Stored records
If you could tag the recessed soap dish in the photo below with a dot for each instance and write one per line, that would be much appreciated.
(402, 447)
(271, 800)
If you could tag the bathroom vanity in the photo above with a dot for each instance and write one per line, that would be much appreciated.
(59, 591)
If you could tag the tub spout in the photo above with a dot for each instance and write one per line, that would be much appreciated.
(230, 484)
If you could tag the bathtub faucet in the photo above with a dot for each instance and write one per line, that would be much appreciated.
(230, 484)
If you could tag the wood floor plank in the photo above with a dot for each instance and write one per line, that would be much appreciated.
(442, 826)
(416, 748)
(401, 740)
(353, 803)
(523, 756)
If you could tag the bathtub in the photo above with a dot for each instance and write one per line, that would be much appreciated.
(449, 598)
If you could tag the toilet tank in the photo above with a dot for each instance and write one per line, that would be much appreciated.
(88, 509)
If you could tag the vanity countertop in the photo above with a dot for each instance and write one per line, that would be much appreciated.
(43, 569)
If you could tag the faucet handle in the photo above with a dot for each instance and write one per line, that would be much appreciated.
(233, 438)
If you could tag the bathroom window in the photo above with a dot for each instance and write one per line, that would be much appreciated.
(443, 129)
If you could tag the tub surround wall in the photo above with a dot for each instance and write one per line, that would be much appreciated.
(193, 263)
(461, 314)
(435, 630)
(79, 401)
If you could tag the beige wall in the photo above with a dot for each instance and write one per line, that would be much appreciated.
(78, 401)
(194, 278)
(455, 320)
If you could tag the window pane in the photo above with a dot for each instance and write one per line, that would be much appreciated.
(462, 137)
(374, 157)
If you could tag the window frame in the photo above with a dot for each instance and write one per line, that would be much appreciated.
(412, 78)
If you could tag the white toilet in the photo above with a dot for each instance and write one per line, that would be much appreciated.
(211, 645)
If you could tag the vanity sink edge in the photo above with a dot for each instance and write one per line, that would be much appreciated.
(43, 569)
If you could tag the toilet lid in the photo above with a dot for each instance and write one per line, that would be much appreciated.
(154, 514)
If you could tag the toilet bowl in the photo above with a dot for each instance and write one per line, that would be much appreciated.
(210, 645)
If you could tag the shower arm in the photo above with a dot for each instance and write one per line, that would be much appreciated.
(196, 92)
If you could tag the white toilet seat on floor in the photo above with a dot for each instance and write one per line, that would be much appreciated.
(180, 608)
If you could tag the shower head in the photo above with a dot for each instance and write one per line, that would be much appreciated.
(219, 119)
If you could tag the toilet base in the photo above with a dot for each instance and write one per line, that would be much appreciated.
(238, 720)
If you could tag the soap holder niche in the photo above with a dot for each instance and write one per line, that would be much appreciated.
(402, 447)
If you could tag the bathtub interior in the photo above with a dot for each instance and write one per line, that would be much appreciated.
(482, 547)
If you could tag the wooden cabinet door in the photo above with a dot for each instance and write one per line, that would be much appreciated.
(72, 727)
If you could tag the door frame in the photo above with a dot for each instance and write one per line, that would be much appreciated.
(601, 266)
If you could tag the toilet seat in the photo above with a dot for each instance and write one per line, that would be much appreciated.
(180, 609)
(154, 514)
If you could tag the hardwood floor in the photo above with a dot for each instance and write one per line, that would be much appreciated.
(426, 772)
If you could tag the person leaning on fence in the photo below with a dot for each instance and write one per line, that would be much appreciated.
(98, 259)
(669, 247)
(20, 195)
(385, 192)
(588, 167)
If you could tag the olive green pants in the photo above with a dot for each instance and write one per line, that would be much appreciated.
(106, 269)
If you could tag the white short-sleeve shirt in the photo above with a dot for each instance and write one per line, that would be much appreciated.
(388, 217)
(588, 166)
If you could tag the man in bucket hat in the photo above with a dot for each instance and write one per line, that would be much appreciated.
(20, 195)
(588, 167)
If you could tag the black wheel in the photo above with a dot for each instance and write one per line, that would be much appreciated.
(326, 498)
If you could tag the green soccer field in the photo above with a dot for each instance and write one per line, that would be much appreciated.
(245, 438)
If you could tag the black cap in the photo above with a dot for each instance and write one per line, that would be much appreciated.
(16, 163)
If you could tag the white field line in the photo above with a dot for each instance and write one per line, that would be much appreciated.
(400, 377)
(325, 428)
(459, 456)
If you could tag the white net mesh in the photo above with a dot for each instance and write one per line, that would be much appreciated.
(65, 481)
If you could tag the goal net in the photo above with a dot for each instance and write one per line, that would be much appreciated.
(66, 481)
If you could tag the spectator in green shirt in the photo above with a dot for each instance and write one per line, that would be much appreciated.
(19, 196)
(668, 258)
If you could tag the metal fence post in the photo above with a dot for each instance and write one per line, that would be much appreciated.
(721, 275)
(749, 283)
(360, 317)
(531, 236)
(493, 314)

TASK DESCRIPTION
Rewrite all of the rows above, putting "greatly appreciated" in place of "much appreciated" and leaving everything else unchanged.

SOLVED EXERCISE
If you could tag the recessed soap dish in the photo below with a dot for each instance and write one per line, that would be greatly appreciated.
(402, 447)
(271, 800)
If you could tag the bathroom vanity in the photo above with a dot for each instance and write one per line, that would be greatly appreciated.
(59, 591)
If you could tag the tub spout in the photo above with a dot for each instance and write one per line, that would be greatly appreciated.
(230, 484)
If you could tag the bathtub faucet in the photo above with a dot for each instance and write one per line, that would be greatly appreciated.
(230, 484)
If you could tag the wood floor plank in the photo above with a dot for each instance and write one per line, that would be greatly appreciated.
(442, 826)
(416, 748)
(401, 740)
(353, 803)
(523, 756)
If you could tag the bathtub in the photo above with a dot for each instance and write one per line, that would be greatly appreciated.
(449, 598)
If you could tag the toilet tank in the photo above with a dot for each instance and write one per line, that would be greatly appreciated.
(88, 509)
If you could tag the vanity countertop in the photo above with a dot for each instance and write one per line, that would be greatly appreciated.
(43, 569)
If you could tag the faucet handle in the photo above with a dot for each instance and write one per line, that would be greatly appreciated.
(233, 438)
If you could tag the bathroom window in the photo above with a dot for each instance and write one per line, that would be greatly appreciated.
(443, 129)
If you could tag the tub surround wall in the photo above with a dot for each instance and write one per line, that would be greatly appreciated.
(193, 263)
(461, 314)
(435, 630)
(79, 401)
If you could tag the beige wall in the photo above with a dot for each instance and write one per line, that would be greatly appreciated.
(78, 401)
(194, 278)
(455, 320)
If you could tag the window pane in the photo above with a dot for each instance and write one per line, that would be greatly appreciated.
(462, 137)
(374, 157)
If you could tag the window frame in the photo above with a dot for each instance and write one per line, that would be greatly appreciated.
(412, 78)
If you could tag the white toilet in the photo above with a dot for each instance and write one per line, that would be greatly appreciated.
(211, 645)
If you could tag the vanity sink edge in the photo above with a dot for each instance and write one per line, that would be greatly appreciated.
(43, 569)
If you could tag the toilet lid in the photo above with a dot for each instance and write one per line, that would be greatly appreciated.
(154, 514)
If you could tag the toilet bowl in the photo above with a dot for each instance and write one per line, that would be greatly appreciated.
(210, 645)
If you could tag the shower arm in the photo above with a dot for each instance and write one per line, that would be greatly appreciated.
(196, 92)
If you could tag the white toilet seat on floor in the photo above with a dot for each instance and write one per line, that would be greatly appreciated.
(180, 608)
If you could tag the shower head in the photo above with a dot for each instance and write one per line, that would be greatly appreciated.
(219, 119)
If you could tag the toilet base in the photo above with a dot for each instance and write one per line, that would be greatly appreciated.
(238, 720)
If you could tag the soap holder niche in the photo above with a dot for each instance and write one per line, that would be greatly appreciated.
(402, 447)
If you could tag the bathtub interior in the photo above with a dot for each instance and write one per line, that would be greatly appreciated.
(482, 547)
If you could tag the wooden cabinet door in the photo above with a dot for each instance and write one per line, that would be greatly appreciated.
(72, 727)
If you could tag the door frame in the photo above with a dot for each instance and write one per line, that would be greatly appreciated.
(601, 266)
If you could tag the toilet seat in the photo above with a dot for each instance and write one per line, that would be greatly appreciated.
(180, 609)
(154, 514)
If you could tag the hardwood floor in the photo above with a dot for each instance and write one per line, that would be greatly appreciated.
(426, 772)
If you could tag the person leaning on fence in the photo below with a dot for each instance and write one per line, that would be greatly appreciated.
(98, 259)
(669, 247)
(20, 195)
(385, 192)
(588, 167)
If you could tag the olive green pants in the photo above with a dot for each instance and write one per line, that would be greatly appreciated.
(106, 269)
If you could tag the white short-sleeve shirt in the photo above with a dot for each instance and write one per line, that would be greatly appreciated.
(388, 217)
(588, 166)
If you could tag the man in bucket hat in the photo above with a dot for each instance and write one per line, that would be greatly appreciated.
(20, 195)
(588, 167)
If you could tag the black wheel in the photo above with a dot for each instance and write one per line, that would be greatly appreciated.
(326, 498)
If you could tag the green soccer field in the photo above with a dot for each instance and write one per line, that would be greatly appreciated.
(245, 438)
If you could tag the black cap in the photo above with a dot for each instance and write one per line, that would be greatly appreciated.
(16, 163)
If you could tag the white field line in the photo above with a dot for each instance and write one per line, that would be greatly appreciated.
(400, 377)
(325, 428)
(459, 456)
If you could tag the white net mesh in the photo above with a dot for each instance and write one per line, that would be greatly appreciated.
(65, 481)
If you could tag the goal net in the photo above with a dot for each instance and write one per line, that would be greatly appreciated.
(66, 481)
If you could tag the spectator in green shirt in the photo above with a dot for each instance and write one per line, that would be greatly appreciated.
(19, 196)
(668, 258)
If you could tag the metal fence post in the photo above with a dot for each instance and write one per line, that would be greatly appreciated.
(721, 275)
(749, 283)
(360, 317)
(531, 236)
(493, 314)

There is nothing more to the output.